*Data for the task:*
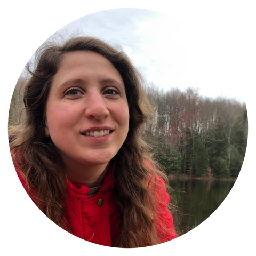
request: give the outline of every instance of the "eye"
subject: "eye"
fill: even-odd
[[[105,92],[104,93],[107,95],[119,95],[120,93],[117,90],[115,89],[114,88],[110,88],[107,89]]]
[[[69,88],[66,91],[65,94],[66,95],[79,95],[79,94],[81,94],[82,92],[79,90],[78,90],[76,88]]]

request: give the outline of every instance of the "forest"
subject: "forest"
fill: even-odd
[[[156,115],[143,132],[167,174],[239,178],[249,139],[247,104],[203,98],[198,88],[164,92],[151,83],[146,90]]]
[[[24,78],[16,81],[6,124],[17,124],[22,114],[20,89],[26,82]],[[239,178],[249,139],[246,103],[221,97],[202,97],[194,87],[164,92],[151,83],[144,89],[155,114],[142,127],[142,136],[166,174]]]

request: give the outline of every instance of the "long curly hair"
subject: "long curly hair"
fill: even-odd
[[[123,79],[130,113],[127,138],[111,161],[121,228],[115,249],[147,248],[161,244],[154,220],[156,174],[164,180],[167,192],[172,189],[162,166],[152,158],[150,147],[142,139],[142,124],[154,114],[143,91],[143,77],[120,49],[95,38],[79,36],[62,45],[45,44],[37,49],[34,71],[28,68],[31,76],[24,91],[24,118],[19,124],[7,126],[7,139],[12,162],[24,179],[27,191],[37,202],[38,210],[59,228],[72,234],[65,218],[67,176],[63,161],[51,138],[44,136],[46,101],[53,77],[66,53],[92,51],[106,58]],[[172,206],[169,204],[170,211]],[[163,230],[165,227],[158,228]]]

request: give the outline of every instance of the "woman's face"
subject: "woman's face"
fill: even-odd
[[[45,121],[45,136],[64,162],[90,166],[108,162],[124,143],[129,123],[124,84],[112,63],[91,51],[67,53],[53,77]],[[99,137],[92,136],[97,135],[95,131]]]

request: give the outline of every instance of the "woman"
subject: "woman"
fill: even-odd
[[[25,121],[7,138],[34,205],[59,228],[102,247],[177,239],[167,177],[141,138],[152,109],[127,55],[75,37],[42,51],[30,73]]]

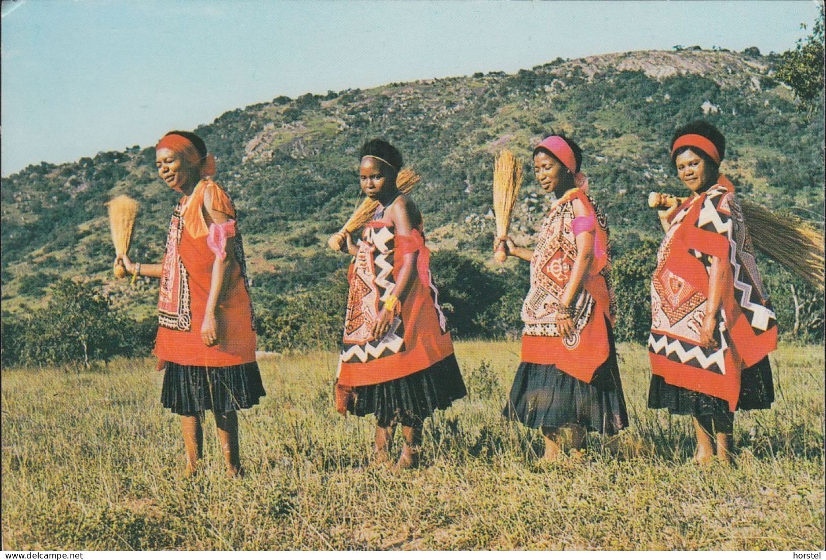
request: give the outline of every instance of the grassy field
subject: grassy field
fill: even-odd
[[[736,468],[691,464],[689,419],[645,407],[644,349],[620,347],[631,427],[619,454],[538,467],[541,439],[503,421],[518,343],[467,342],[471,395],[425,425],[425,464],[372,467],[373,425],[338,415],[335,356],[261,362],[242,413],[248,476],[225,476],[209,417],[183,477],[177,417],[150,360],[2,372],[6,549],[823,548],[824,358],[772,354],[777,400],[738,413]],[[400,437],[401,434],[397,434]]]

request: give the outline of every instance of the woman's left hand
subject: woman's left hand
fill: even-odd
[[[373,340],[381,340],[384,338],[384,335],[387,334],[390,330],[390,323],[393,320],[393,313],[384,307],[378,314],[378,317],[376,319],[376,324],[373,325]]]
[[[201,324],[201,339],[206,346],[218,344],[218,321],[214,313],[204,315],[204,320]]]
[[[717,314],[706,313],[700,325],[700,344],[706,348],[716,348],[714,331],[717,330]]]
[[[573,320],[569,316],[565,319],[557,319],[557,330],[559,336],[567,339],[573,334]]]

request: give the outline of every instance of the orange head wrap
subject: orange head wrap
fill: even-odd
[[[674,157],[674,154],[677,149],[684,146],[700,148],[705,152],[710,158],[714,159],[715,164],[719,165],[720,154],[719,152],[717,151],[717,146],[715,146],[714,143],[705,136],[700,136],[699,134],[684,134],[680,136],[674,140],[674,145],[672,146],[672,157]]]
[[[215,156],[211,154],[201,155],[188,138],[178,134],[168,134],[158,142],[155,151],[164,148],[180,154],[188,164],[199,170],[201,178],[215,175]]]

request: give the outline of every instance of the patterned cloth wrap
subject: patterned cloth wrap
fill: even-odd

*Requirement:*
Arrange every line of the material above as a numbered list, dropping the blank lines and leaving out the picture lines.

*Task output:*
1. request: give the outline of every instance of the "eye"
2. subject: "eye"
3. fill: even-odd
4. [[[105,92],[104,93],[107,95],[119,95],[120,93],[117,90],[115,89],[114,88],[110,88],[107,89]]]
5. [[[69,88],[66,91],[65,94],[66,95],[79,95],[79,94],[81,94],[82,92],[79,90],[78,90],[76,88]]]
6. request: give the outline of every instance of the "forest"
7. subject: "forest"
8. fill: even-odd
9. [[[156,115],[143,132],[167,174],[239,178],[249,139],[247,104],[203,98],[198,88],[164,92],[151,83],[146,90]]]
10. [[[24,78],[16,81],[6,124],[17,124],[22,114],[20,89],[26,82]],[[239,178],[249,139],[246,103],[221,97],[202,97],[194,87],[164,92],[151,83],[144,89],[155,114],[142,127],[142,136],[166,174]]]
11. request: give the outline of every instance of the "long curly hair"
12. subject: "long curly hair"
13. fill: even-odd
14. [[[123,79],[130,113],[127,138],[111,161],[121,228],[115,249],[147,248],[161,244],[154,220],[156,174],[164,180],[167,192],[172,189],[162,166],[152,158],[150,147],[142,139],[142,124],[154,114],[143,91],[143,77],[120,49],[95,38],[79,36],[62,45],[45,44],[37,49],[34,71],[28,68],[31,76],[24,91],[24,118],[19,124],[7,126],[7,139],[12,162],[24,179],[27,191],[37,202],[38,210],[59,228],[72,234],[65,218],[67,176],[63,161],[51,138],[44,136],[46,101],[53,77],[66,53],[92,51],[106,58]],[[172,206],[169,204],[170,211]],[[163,230],[165,227],[158,228]]]
15. request: give the outline of every instance of the "woman's face"
16. subject: "woman's face"
17. fill: even-odd
18. [[[45,121],[45,136],[64,162],[90,166],[108,162],[124,143],[129,123],[124,84],[112,63],[91,51],[67,53],[53,77]],[[99,137],[92,136],[97,135],[95,131]]]
19. request: give the outline of every instance of the "woman"
20. subject: "woman"
21. fill: even-odd
22. [[[25,121],[7,138],[34,205],[59,228],[102,247],[177,239],[167,177],[141,138],[152,109],[127,55],[75,37],[42,51],[30,73]]]
23. request: give the outline of every instance of the grassy field
24. subject: grassy field
25. fill: even-odd
26. [[[736,468],[691,464],[689,419],[645,407],[644,349],[620,347],[631,427],[619,454],[538,467],[541,439],[503,421],[518,343],[467,342],[471,395],[425,425],[425,464],[372,467],[373,425],[338,415],[335,356],[261,362],[242,413],[248,476],[225,476],[209,417],[183,477],[177,417],[150,360],[2,372],[6,549],[823,548],[824,358],[772,354],[777,400],[738,413]],[[400,437],[401,434],[397,434]]]
27. request: give the outline of every instance of the woman's left hand
28. subject: woman's left hand
29. fill: even-odd
30. [[[373,340],[381,340],[384,338],[384,335],[387,334],[390,330],[390,323],[393,320],[393,313],[384,307],[378,314],[378,317],[376,319],[376,324],[373,325]]]
31. [[[201,324],[201,339],[206,346],[218,344],[218,321],[214,313],[204,315],[204,320]]]
32. [[[717,314],[706,313],[700,325],[700,344],[706,348],[716,348],[714,331],[717,330]]]
33. [[[573,320],[569,316],[565,319],[557,319],[557,330],[559,336],[567,339],[573,334]]]
34. request: give the outline of every instance of the orange head wrap
35. subject: orange head wrap
36. fill: even-odd
37. [[[674,157],[674,154],[677,149],[684,146],[700,148],[705,152],[710,158],[714,159],[715,164],[719,165],[720,154],[719,152],[717,151],[717,146],[715,146],[714,143],[705,136],[700,136],[699,134],[684,134],[680,136],[674,140],[674,145],[672,146],[672,157]]]
38. [[[215,156],[211,154],[201,155],[188,138],[178,134],[168,134],[158,142],[155,151],[164,148],[180,154],[188,164],[199,170],[201,178],[215,175]]]
39. request: give the outline of every instance of the patterned cloth wrap
40. subject: patterned cloth wrap
41. fill: even-odd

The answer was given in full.